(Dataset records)
┄┄┄┄┄┄

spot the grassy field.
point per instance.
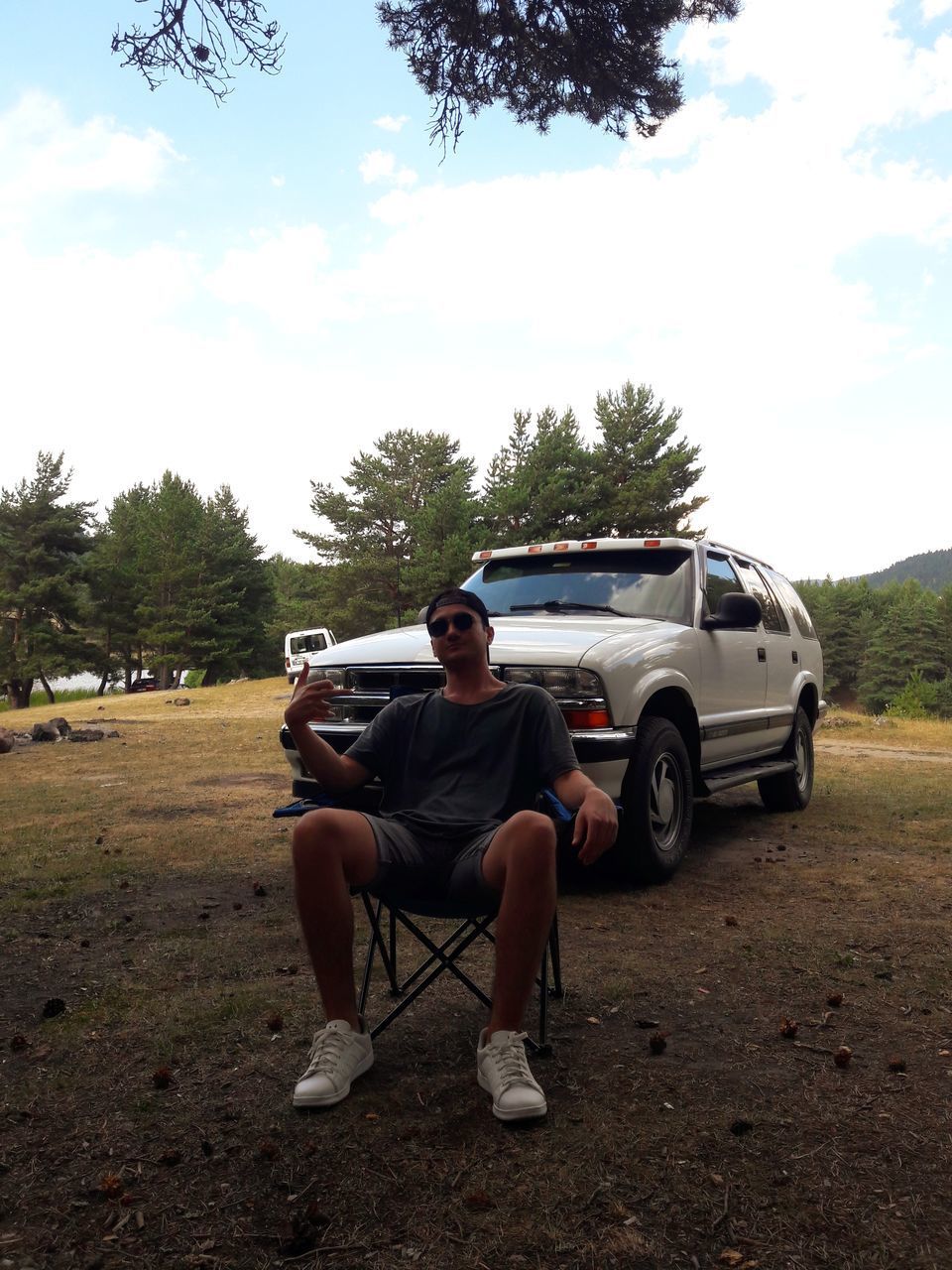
(146, 887)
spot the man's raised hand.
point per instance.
(309, 701)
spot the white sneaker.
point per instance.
(338, 1057)
(503, 1069)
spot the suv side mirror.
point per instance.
(737, 611)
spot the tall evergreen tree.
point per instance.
(177, 608)
(412, 489)
(42, 544)
(116, 584)
(538, 485)
(906, 638)
(643, 475)
(238, 590)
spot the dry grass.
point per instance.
(737, 1146)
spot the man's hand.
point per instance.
(595, 826)
(311, 701)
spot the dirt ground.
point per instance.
(145, 1119)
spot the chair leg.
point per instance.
(557, 991)
(376, 945)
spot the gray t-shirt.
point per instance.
(454, 770)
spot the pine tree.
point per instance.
(907, 638)
(42, 543)
(411, 494)
(239, 593)
(643, 476)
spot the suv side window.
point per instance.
(774, 617)
(793, 602)
(721, 578)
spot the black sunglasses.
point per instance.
(460, 621)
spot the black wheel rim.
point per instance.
(801, 758)
(666, 802)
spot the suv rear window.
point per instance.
(784, 589)
(638, 583)
(774, 617)
(307, 643)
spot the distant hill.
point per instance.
(933, 570)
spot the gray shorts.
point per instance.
(430, 867)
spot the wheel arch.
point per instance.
(674, 703)
(809, 701)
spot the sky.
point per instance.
(249, 294)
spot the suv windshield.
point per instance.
(635, 583)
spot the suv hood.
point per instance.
(548, 639)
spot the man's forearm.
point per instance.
(571, 788)
(324, 763)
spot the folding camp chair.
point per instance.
(470, 924)
(389, 913)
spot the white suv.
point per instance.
(680, 667)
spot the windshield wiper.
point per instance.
(566, 606)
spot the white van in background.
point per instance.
(301, 645)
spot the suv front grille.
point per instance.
(382, 679)
(372, 688)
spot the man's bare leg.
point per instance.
(333, 849)
(521, 862)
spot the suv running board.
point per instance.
(743, 775)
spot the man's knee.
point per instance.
(324, 832)
(532, 837)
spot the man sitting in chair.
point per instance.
(461, 769)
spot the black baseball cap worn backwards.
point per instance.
(456, 595)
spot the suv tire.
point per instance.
(791, 792)
(657, 803)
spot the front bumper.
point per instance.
(606, 746)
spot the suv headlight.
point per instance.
(560, 681)
(335, 674)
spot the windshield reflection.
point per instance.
(639, 583)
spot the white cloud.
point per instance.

┄┄┄┄┄┄

== Task requirements ==
Render every line of the dataset records above as a numbered list, dropping any blank lines. Leave the pictures out of your answer.

== Correct result ==
1. spot the grassy field.
2. point per instance.
3. (146, 887)
4. spot the man's raised hand.
5. point per instance.
6. (309, 701)
7. spot the white sneaker.
8. point per instance.
9. (338, 1057)
10. (503, 1069)
11. spot the suv side mirror.
12. point per instance.
13. (737, 611)
14. spot the tall evergreen tree.
15. point per instance.
16. (177, 608)
17. (412, 489)
18. (42, 544)
19. (116, 584)
20. (538, 485)
21. (906, 638)
22. (643, 475)
23. (238, 590)
24. spot the dry grass.
25. point per instance.
26. (737, 1146)
27. spot the man's hand.
28. point per instance.
29. (595, 826)
30. (311, 701)
31. spot the dirt ground.
32. point per instance.
33. (145, 1119)
34. spot the chair leg.
35. point per instance.
36. (557, 991)
37. (376, 945)
38. spot the gray t-shirt.
39. point per instance.
40. (454, 770)
41. spot the pine tree.
42. point per instance.
43. (907, 638)
44. (42, 543)
45. (411, 494)
46. (239, 593)
47. (643, 476)
48. spot the suv side window.
49. point per instance.
50. (774, 617)
51. (793, 602)
52. (721, 578)
53. spot the black sunglasses.
54. point per instance.
55. (460, 621)
56. spot the black wheel rim.
57. point per instance.
58. (801, 758)
59. (666, 802)
60. spot the suv rear window.
61. point per instance.
62. (784, 589)
63. (638, 583)
64. (774, 617)
65. (307, 643)
66. spot the distant hill.
67. point per instance.
68. (933, 570)
69. spot the gray shorts.
70. point per instance.
71. (430, 867)
72. spot the wheel arch.
73. point per instance.
74. (674, 703)
75. (809, 701)
76. spot the sky.
77. point per instance.
78. (249, 294)
79. spot the suv windshield.
80. point per instance.
81. (635, 583)
82. spot the suv hood.
83. point per instance.
84. (548, 639)
85. spot the man's forearm.
86. point per instance.
87. (571, 788)
88. (324, 763)
89. spot the folding camp chair.
90. point per instance.
91. (470, 924)
92. (389, 913)
93. spot the white suv.
94. point per instance.
95. (680, 667)
96. spot the windshield wiper.
97. point per instance.
98. (566, 606)
99. spot the white van in background.
100. point per instance.
101. (301, 645)
102. spot the suv front grille.
103. point per instance.
104. (382, 679)
105. (372, 688)
106. spot the man's bare leg.
107. point per instance.
108. (333, 849)
109. (521, 862)
110. spot the suv running board.
111. point per instance.
112. (743, 775)
113. spot the man's knee.
114. point per instance.
115. (324, 832)
116. (532, 837)
117. spot the man sitting in chair.
118. point per instance.
119. (461, 769)
120. spot the black baseball cap worn backwards.
121. point per instance.
122. (456, 595)
123. spot the suv tire.
124. point per instance.
125. (791, 792)
126. (657, 803)
127. spot the front bumper.
128. point per instance.
129. (606, 746)
130. spot the suv headlight.
131. point per instance.
132. (560, 681)
133. (335, 674)
134. spot the windshield reflection.
135. point per instance.
136. (639, 583)
137. spot the white cloud.
138. point per instance.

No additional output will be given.